#### Task to carry out:
Rewrite the passage of the music therapy article that begins with "Any opportunity to" and ends with "a perceivable response.", changing "healing intervention" to "therapeutic intervention".

━━ Study text ━━

Get-hooked May 8, 2018
My Tryst with Music Therapy for Children with Autism – My Take by Rajam Shankar, classical musical therapist
My Take this week we have Rajam Shankar, an Indian classical music therapist, who collaborates with medical, curative education and rehabilitation professionals in the use of classical music components in therapeutic intervention.
Music Therapy is the use of sounds and music within an evolving relationship between client and therapist to support and encourage physical, mental, social and emotional well-being – Leslie Bunt, Music Therapy, An Art Beyond Words.
Having spent over three decades as a Instructor in Carnatic Classical Music, my own association with Music Therapy was probably fated to start during a visit to Sydney, Australia in 2003, where I met delegates, including doctors from India, attending a conference of the International Anthroposophical Medical Society.
Indian classical music and healing
Informal interaction with them was followed by an invitation to make a presentation on the potential of Indian Classical Music in Music Therapy – a two hours a day, five consecutive days presentation at Hyderabad to an audience of eminent medical specialists, psychologists, and other inter-disciplinary therapists from Switzerland, Germany, Australia, UK, USA, and India with many of whom I continue contact.
They acknowledged that the potential of Indian Classical Music, especially Carnatic Classical Music to deliver a calibrated therapeutic intervention with greater success was by any measure more than that possessed by the Western Classical Music system.
Any opportunity to provide a healing intervention to challenged children is divine and consequently, I commenced my endeavour with a monitored deployment programme for Autistic Children at Saandeepani – a center for healing established in Hyderabad. Treating autistic children at Saandeepani and at a centre established by the Parents Association for Autistic Children (PAAC) at Secunderabad, Swaras [notes] and Ragas (Scales) were carefully calibrated and the musical ‘dosage’ delivered to evoke a perceivable response.
Client specific approach
The changes were remarkably encouraging over a twelve-month period, and the behavioural and response characteristics in the children noticeably positive.
Music Therapy interventions in treating Children affected by Autism is based on resonant response produced by selected musical notes. The capacity of each individual child to receive, react and respond to these resonating vibrations is different. Children with different levels of disability cannot communicate their preferences or acceptance clearly.
Music Therapy intervention is therefore necessarily client specific. It commences with a detailed preliminary evaluation and a number of specific inputs from the clients’ treatment and support team which may include doctors, psychologists, teachers, caseworkers, and their parents. The evaluation determines the degrees of disabilities, like Autism ‘score’ and helps outline the therapeutic goals.
Gradual progress
Consequent on a detailed evaluation of inputs, musical interventions are designed, derived, developed, and deployed by the therapist based on their knowledge of the chosen music’s affect on behaviour, the clients’ strengths and weaknesses, and the desired therapeutic goals.

━━━
━━ Extracted entries ━━

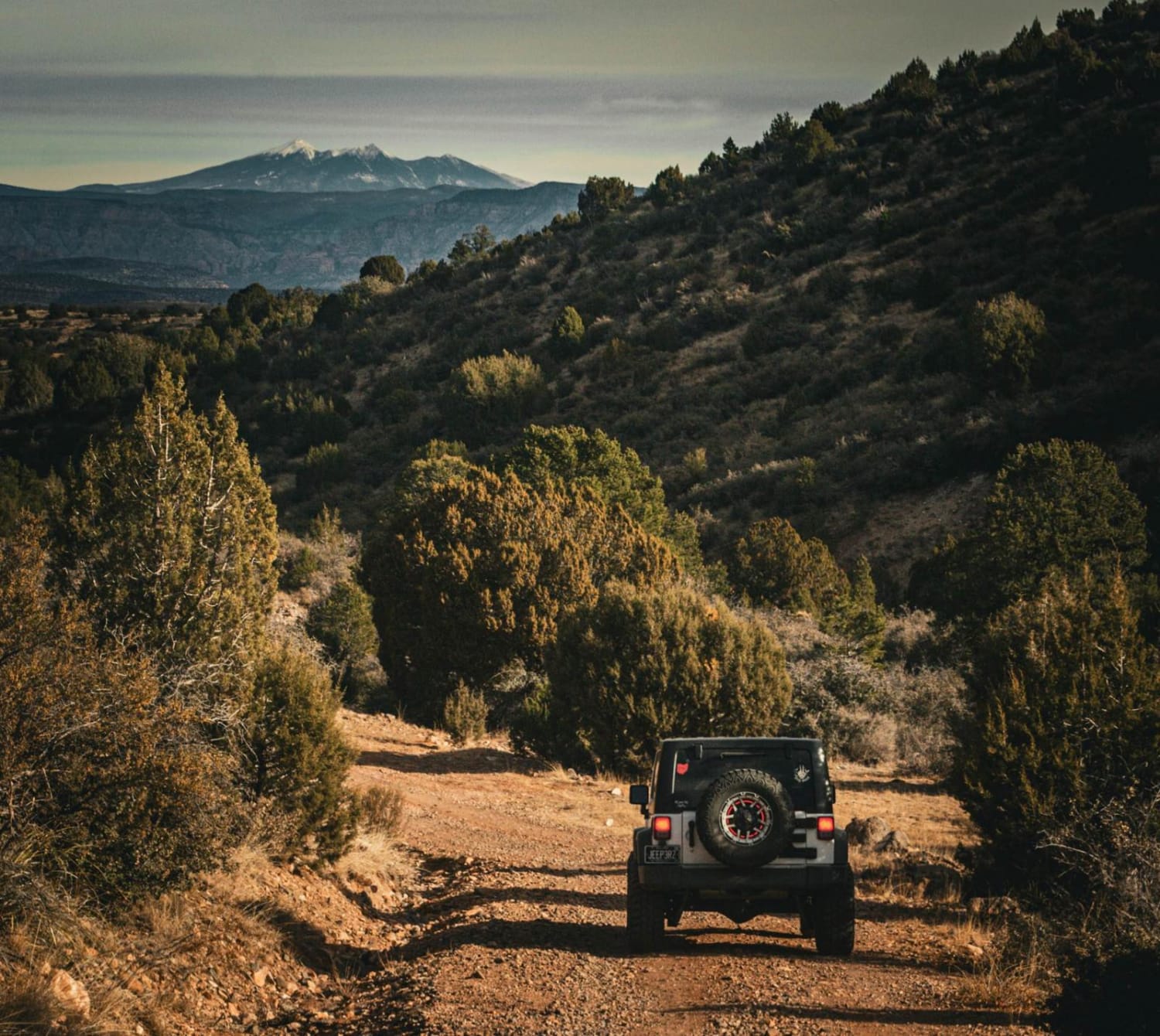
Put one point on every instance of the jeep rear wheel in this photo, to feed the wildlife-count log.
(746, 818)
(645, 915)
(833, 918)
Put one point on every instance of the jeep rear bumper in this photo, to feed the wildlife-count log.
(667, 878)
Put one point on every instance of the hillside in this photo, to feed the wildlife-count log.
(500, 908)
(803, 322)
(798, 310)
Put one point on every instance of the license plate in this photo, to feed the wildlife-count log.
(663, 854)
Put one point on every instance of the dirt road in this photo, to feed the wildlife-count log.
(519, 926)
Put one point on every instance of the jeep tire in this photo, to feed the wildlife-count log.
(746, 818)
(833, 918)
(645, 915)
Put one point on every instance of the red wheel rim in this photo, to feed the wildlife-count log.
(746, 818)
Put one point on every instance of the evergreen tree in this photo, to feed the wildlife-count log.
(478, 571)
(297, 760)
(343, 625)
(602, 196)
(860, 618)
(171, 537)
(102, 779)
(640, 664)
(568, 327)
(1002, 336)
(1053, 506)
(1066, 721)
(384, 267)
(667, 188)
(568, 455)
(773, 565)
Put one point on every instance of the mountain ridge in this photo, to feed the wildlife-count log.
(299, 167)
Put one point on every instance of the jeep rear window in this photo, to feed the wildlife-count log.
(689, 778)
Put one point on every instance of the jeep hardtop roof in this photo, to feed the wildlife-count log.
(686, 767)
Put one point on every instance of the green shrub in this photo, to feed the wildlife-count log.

━━━

#### Reply to the exercise:
Any opportunity to provide a therapeutic intervention to challenged children is divine and consequently, I commenced my endeavour with a monitored deployment programme for Autistic Children at Saandeepani – a center for healing established in Hyderabad. Treating autistic children at Saandeepani and at a centre established by the Parents Association for Autistic Children (PAAC) at Secunderabad, Swaras [notes] and Ragas (Scales) were carefully calibrated and the musical ‘dosage’ delivered to evoke a perceivable response.